====== Provided information ======
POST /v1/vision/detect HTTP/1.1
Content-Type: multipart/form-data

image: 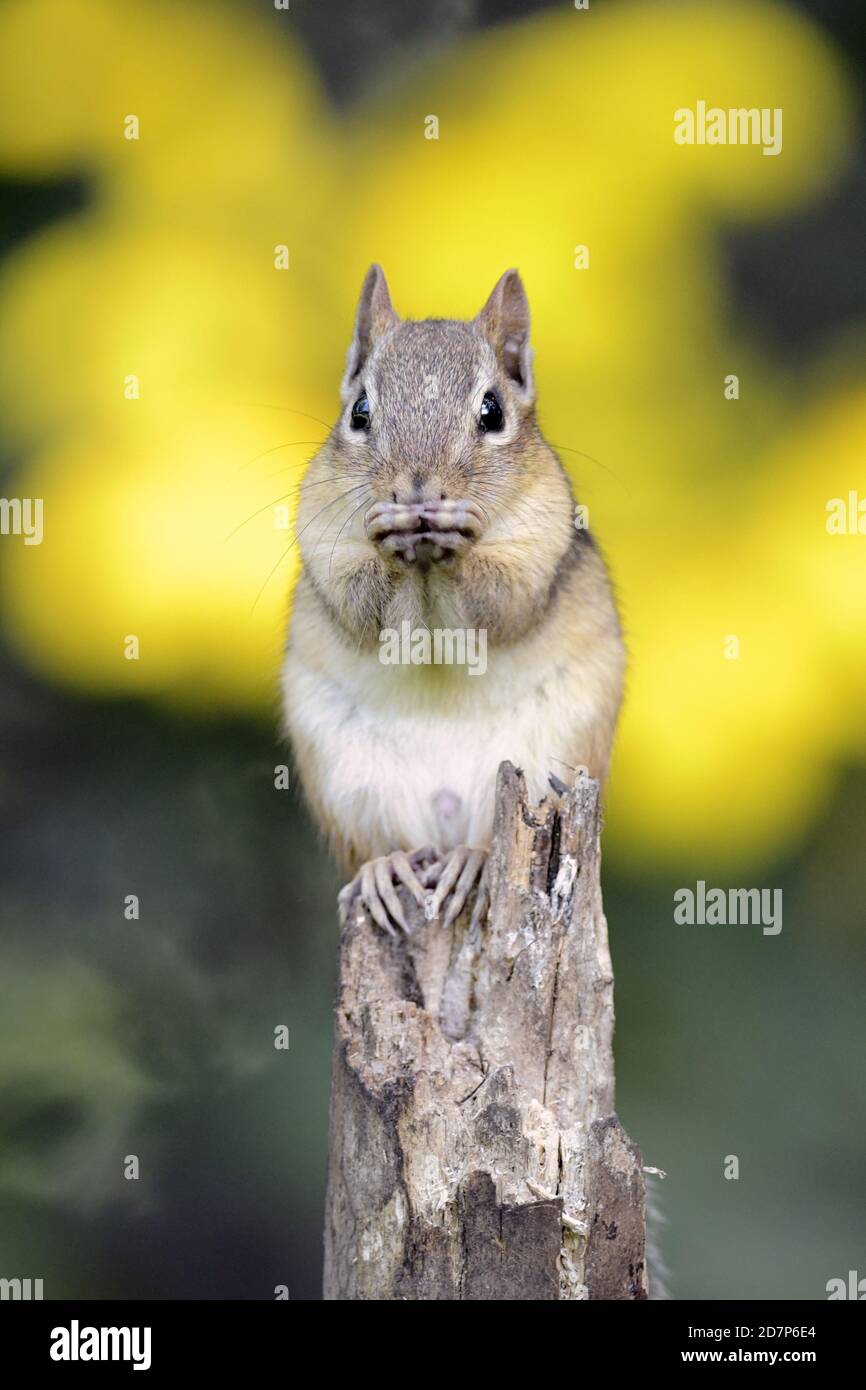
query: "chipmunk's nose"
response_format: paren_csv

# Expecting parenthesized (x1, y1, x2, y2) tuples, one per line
(390, 476, 430, 508)
(390, 467, 456, 507)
======
**What this task involves:** Without the pictures, return the records above exactly as given.

**Result below:**
POST /v1/vision/detect HTTP/1.1
Content-Type: multipart/form-data

image: 
query: "chipmunk's nose"
response_format: paren_csv

# Expecting parenthesized (x1, y1, x2, y2) tuples, one per line
(390, 476, 430, 508)
(390, 467, 456, 507)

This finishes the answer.